• Direction
Rewrite the lines as a numbered list, starting at the line containing "Mark the region of every instance of the calm" and ending at the line containing "[159, 0], [1, 0]]]", with blank lines omitted. Leave the pictures out of the answer.

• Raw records
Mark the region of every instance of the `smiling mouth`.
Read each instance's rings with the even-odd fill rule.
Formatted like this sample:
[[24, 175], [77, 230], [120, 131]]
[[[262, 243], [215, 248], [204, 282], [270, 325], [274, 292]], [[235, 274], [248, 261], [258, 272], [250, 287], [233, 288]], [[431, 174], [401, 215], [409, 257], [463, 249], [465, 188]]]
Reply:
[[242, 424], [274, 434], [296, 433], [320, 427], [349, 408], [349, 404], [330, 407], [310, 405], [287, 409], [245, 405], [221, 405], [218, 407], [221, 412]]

* * *

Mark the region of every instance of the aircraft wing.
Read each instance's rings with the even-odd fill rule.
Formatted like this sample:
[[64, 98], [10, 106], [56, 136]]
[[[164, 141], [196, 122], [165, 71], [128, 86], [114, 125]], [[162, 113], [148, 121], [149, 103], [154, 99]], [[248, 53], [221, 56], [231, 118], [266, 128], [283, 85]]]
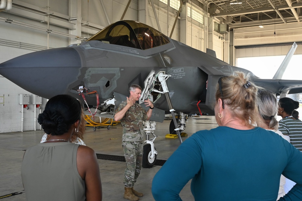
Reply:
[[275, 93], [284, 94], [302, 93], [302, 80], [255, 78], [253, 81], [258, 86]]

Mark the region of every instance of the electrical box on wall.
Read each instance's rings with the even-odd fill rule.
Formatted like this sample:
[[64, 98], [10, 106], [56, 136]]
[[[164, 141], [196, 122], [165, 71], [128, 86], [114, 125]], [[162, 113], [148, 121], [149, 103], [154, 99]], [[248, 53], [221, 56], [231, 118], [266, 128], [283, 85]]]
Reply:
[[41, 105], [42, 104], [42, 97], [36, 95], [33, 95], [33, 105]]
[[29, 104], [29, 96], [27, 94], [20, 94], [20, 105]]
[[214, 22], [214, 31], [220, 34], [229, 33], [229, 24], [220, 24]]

...

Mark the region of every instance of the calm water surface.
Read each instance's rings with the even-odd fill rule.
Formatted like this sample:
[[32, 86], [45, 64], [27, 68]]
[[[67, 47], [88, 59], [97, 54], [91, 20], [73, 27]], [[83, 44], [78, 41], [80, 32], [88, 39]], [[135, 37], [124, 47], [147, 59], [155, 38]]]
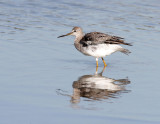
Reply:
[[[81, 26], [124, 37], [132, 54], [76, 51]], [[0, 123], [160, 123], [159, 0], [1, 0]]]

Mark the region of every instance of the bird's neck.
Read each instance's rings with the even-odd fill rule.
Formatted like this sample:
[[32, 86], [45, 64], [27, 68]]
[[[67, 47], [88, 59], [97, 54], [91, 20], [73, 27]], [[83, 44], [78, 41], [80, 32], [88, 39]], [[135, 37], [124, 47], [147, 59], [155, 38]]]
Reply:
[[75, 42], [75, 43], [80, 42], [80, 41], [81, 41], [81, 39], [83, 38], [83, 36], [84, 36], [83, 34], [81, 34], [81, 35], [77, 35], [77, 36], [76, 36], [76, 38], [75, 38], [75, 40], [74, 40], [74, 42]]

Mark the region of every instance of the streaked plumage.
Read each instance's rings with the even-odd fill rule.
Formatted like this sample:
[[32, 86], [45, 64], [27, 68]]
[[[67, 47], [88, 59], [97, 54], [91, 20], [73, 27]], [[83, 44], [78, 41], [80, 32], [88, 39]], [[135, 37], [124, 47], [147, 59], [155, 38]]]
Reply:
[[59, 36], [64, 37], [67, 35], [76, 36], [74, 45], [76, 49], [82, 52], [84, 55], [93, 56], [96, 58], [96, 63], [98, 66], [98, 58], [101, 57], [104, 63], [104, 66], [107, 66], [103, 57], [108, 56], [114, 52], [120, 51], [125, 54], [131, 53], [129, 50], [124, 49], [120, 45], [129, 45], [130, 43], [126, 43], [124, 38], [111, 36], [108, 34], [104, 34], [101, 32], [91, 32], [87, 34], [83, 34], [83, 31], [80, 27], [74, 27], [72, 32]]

• Full output
1. Mark the region of every instance of the calm water surface.
2. Read each instance's rings with the even-odd fill rule.
3. Formatted like this sample:
4. [[32, 86], [45, 64], [27, 68]]
5. [[[67, 47], [88, 59], [97, 54], [91, 20], [73, 27]], [[83, 44], [78, 41], [80, 32], [88, 39]], [[135, 37], [124, 47], [147, 59], [155, 38]]]
6. Reply:
7. [[[81, 26], [124, 37], [132, 54], [76, 51]], [[0, 123], [160, 123], [159, 0], [1, 0]]]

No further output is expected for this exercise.